All records that follow are to be restated exactly.
——
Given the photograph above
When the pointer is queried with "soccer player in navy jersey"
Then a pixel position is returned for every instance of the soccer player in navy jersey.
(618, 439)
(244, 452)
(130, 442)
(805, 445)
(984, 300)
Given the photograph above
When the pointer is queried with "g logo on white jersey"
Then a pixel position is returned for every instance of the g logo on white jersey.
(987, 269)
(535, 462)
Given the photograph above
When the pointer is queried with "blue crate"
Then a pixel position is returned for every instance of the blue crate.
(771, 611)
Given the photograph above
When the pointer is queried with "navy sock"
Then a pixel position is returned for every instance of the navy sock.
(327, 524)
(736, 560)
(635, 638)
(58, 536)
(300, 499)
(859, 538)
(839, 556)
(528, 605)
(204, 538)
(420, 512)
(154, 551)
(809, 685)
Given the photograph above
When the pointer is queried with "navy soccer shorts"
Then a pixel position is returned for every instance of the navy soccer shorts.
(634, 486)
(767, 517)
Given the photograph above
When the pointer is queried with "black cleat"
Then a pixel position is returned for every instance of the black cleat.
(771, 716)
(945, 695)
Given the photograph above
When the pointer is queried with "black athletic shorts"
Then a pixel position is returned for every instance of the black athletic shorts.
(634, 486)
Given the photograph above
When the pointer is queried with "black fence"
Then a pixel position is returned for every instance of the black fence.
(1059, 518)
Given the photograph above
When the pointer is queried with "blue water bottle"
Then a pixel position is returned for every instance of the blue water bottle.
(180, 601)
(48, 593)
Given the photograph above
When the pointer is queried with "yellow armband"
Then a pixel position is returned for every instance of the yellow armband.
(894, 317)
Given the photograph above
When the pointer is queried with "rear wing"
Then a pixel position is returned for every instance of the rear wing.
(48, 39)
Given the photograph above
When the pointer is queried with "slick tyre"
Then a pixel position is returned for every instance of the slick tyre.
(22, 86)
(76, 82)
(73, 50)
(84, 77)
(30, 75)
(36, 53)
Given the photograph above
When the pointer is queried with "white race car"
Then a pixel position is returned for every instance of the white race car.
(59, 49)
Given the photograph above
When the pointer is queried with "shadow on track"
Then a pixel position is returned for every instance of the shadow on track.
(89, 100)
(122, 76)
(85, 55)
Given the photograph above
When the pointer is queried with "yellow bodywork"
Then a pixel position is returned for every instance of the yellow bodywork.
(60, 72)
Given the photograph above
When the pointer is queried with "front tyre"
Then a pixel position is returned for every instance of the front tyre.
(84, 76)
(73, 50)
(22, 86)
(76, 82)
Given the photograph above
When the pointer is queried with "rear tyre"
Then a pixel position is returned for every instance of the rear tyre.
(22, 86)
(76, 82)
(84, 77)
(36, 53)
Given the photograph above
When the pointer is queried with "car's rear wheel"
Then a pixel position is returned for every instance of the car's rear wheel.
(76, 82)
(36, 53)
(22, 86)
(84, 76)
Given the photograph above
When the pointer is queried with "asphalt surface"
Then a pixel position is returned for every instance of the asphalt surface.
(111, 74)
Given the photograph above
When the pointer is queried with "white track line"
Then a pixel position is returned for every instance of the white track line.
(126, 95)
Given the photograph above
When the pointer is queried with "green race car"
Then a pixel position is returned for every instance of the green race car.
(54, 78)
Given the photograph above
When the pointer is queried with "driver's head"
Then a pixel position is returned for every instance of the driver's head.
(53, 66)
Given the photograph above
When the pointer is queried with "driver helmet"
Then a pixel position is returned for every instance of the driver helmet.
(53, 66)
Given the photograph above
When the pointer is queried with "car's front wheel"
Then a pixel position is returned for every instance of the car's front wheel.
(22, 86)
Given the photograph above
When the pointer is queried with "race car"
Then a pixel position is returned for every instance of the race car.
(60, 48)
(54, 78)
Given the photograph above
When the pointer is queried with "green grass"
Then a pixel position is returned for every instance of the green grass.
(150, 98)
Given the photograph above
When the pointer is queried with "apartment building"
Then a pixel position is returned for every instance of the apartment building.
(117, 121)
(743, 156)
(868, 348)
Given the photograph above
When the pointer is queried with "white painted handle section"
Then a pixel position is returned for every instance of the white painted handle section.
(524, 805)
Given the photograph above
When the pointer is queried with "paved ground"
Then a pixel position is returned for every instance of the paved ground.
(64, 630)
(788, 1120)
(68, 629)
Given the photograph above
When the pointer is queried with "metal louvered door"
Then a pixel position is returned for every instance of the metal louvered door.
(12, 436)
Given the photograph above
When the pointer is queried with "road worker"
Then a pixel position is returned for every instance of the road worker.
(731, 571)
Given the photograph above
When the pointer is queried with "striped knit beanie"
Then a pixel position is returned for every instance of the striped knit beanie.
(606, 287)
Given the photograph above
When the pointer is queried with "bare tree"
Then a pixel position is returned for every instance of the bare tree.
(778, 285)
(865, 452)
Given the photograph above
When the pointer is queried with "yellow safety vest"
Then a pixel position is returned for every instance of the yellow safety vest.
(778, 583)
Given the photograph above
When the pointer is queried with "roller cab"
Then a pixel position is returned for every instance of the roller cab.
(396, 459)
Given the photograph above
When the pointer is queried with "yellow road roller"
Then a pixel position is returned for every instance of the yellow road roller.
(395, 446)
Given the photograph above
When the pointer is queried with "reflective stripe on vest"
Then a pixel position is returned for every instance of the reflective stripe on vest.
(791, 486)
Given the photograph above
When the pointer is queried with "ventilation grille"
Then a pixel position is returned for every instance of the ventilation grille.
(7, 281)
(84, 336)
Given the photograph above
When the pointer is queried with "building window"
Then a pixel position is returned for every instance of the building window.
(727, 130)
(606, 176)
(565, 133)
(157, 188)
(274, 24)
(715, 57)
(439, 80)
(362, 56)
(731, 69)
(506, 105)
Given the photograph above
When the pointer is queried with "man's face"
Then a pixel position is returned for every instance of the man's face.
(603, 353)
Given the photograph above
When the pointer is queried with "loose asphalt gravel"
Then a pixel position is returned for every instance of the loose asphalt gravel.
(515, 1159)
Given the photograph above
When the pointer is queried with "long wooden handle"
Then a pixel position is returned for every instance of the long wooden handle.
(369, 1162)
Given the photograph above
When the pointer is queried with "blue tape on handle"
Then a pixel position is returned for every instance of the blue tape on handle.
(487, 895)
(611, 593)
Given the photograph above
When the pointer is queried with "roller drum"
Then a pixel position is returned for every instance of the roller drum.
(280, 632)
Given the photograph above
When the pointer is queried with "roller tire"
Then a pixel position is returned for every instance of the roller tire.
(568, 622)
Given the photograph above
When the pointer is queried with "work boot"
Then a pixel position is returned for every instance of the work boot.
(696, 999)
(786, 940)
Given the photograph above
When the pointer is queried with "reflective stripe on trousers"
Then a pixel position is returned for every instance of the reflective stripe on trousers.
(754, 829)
——
* Expected answer *
Given the photograph above
When the pointer is queried with "soccer player in navy jersey"
Then a pixel position is returned for every instance of the soccer player in navy jersey.
(618, 439)
(244, 452)
(130, 442)
(805, 445)
(984, 300)
Given the photograph above
When the pointer is queried with "g logo on white jersey"
Then a pixel position is returned for every instance of the g logo on white jersey.
(987, 269)
(535, 462)
Given the photograph above
When the pointer is queried with "blue crate"
Then a pixel position is returned for every instance of the blue crate.
(771, 611)
Given the photograph above
When the pointer is queried with "navy sock"
Then a pixel position is returned for every instance of the navy sock.
(327, 524)
(736, 560)
(635, 638)
(58, 536)
(300, 499)
(859, 538)
(839, 556)
(528, 605)
(204, 538)
(420, 512)
(154, 551)
(809, 685)
Given the photograph above
When the pointer is queried with "navy soccer shorts"
Then a pixel position is returned for every instance of the navy soccer shorts.
(634, 486)
(767, 517)
Given the photograph above
When the pointer is queried with "black cleat"
Then a pixel position is returned for every instance of the black cleat.
(771, 716)
(945, 695)
Given the photograph above
When the pointer is queried with "black athletic shorts"
Then a pixel position is returned for every instance of the black athletic shorts.
(634, 486)
Given the photograph above
When the pointer is queried with "black fence"
Then a pixel position is returned for every instance of the black fence.
(1059, 518)
Given the photograph above
When the pointer is queried with "blue water bottle"
Then a pixel position is returned for every instance of the blue water bottle.
(180, 601)
(48, 593)
Given the photograph above
When the pointer is queried with "yellow armband"
Then a pixel position is returned for every instance of the yellow armband.
(894, 317)
Given the photograph above
When the pointer is queried with "rear wing"
Then a pixel position is returned for every instance of the rear wing.
(48, 39)
Given the photograph above
When the pointer is queried with "slick tyre"
Then a pixel position is returned for every instance of the slick tyre.
(22, 86)
(76, 82)
(73, 50)
(84, 77)
(30, 75)
(36, 53)
Given the photograph above
When the pointer is queried with "white race car"
Then a pixel position is returned for every instance of the white race car.
(59, 49)
Given the photograph above
When the pointer is queried with "shadow on track"
Then a pixel position is returned for every instance of the shadow on track.
(89, 100)
(122, 76)
(85, 55)
Given the photograph above
When the pointer is queried with "yellow bodywork"
Then a pixel position is returned for every instance of the yellow bodywork.
(60, 72)
Given the photograph above
When the pointer is queried with "front tyre"
Then a pixel position is returned for every instance of the front tyre.
(84, 76)
(73, 50)
(22, 86)
(76, 82)
Given the photograph above
When the pointer is queried with "rear tyre"
Then a pixel position is returned for every instance of the rear tyre.
(22, 86)
(76, 82)
(84, 77)
(36, 53)
Given the photograph above
When the pointer is queried with "car's rear wheel"
Then a pixel position is returned for every instance of the car's rear wheel.
(76, 82)
(36, 53)
(22, 86)
(84, 76)
Given the photograph above
When the pointer is queried with "asphalt surface"
Then a pixel position is returned for every instance of the asphalt surface.
(111, 74)
Given the photograph above
When the pointer is queried with "white track line"
Then a pixel position is returned for every instance of the white track line.
(126, 95)
Given the photograph above
When the pointer is queried with "green race car"
Then a pixel position is returned for every instance of the green race car.
(54, 78)
Given the photograph above
When the pointer is queried with "driver's head"
Then a pixel position is returned for every instance of the driver's head.
(53, 66)
Given the photograph above
When the pointer is queried with "driver helmet"
Then a pixel position is returned for every instance of the driver helmet.
(53, 66)
Given the photograph above
When the pointer is queried with "car's front wheel"
Then a pixel position is returned for every instance of the car's front wheel.
(22, 86)
Given the photograph above
When the pointer is queried with "race car"
Then a pixel position is returned for every instance of the race car.
(60, 48)
(54, 78)
Given the photograph above
When the pointer is queried with "green grass"
Then a pixel position is returned for every instance of the green grass.
(150, 98)
Given the photograph above
When the pointer is queried with "apartment building"
Then a pixel position is returned for every instance of the apartment building.
(117, 121)
(743, 156)
(868, 348)
Given the photograph above
When the pointer is queried with "white painted handle section"
Then a pixel position is returned for every instance of the white painted handle section.
(524, 805)
Given the photograph above
When the pointer is queried with "paved ground"
Then a pixel position is returned for every instance of the paved ground.
(64, 630)
(788, 1120)
(68, 629)
Given the photograph above
When the pointer is queried with "metal louvered door"
Then a pixel position is returned for every instance of the metal louvered door.
(12, 436)
Given the photograph above
When the pointer is queried with "road worker"
Then a pixel position is returned for every instance of the road worker.
(731, 571)
Given the photograph above
When the pointer is queried with "striped knit beanie"
Then a pixel position is returned for every instance of the striped knit beanie.
(606, 287)
Given the photograph above
When the pointer is queried with "bare tree"
Then a pixel position is returned for every instance of the bare tree.
(778, 285)
(865, 452)
Given the photograph above
When the pointer is queried with "yellow safety vest"
Then a pixel position is returned for every instance of the yellow safety vest.
(778, 583)
Given the photograph above
When the pointer is queried with "roller cab"
Then a pixel position is returned for every instance of the roller cab.
(396, 459)
Given the photograph above
When the pointer is queried with "yellow road roller"
Then a pixel position is returned for every instance of the yellow road roller.
(395, 446)
Given the photograph above
When the pointer is queried with "reflective stripe on vest"
Then a pixel position is returned for every instance of the reflective stripe on vest.
(791, 486)
Given the photograph above
When the pointer is queried with "ventilation grille"
Then a pixel position is returned for every instance of the ventilation grille.
(7, 281)
(84, 336)
Given the photograph above
When the pointer is queried with "building window"
Then a pixel position is returned for every instance of the building window.
(727, 130)
(606, 176)
(565, 133)
(157, 188)
(274, 24)
(715, 57)
(439, 80)
(362, 56)
(731, 69)
(506, 105)
Given the photograph above
When the pointer is queried with "man's face"
Then a pixel position is returned for every instance of the man's face.
(603, 353)
Given the photograph above
When the pointer is queried with "loose asphalt gravel"
Then a pixel position is returned for every instance of the loose asphalt gravel.
(515, 1159)
Given the photograph above
When the pointer is queried with "long wooden handle"
Then a pixel position is returned for every instance of the long wooden handle.
(369, 1162)
Given the photograph above
When the pointer is queried with "blue tape on handle"
Then a pixel position is returned for every instance of the blue tape on handle.
(487, 895)
(611, 593)
Given the photograph above
When the pointer is queried with "roller drum"
Then a pixel position is returned for every instance of the roller drum.
(280, 632)
Given the photograph above
When the pointer is queried with "roller tire"
Then a pixel position is returned for every instance of the roller tire.
(568, 622)
Given the photograph above
When the pointer is queried with "work boot"
Then a pixel position is returned for every instance of the work boot.
(696, 999)
(786, 940)
Given the photograph above
When the pointer is queried with "reflective stripe on trousers"
Then a pixel position is returned for every instance of the reflective stripe on trousers.
(754, 829)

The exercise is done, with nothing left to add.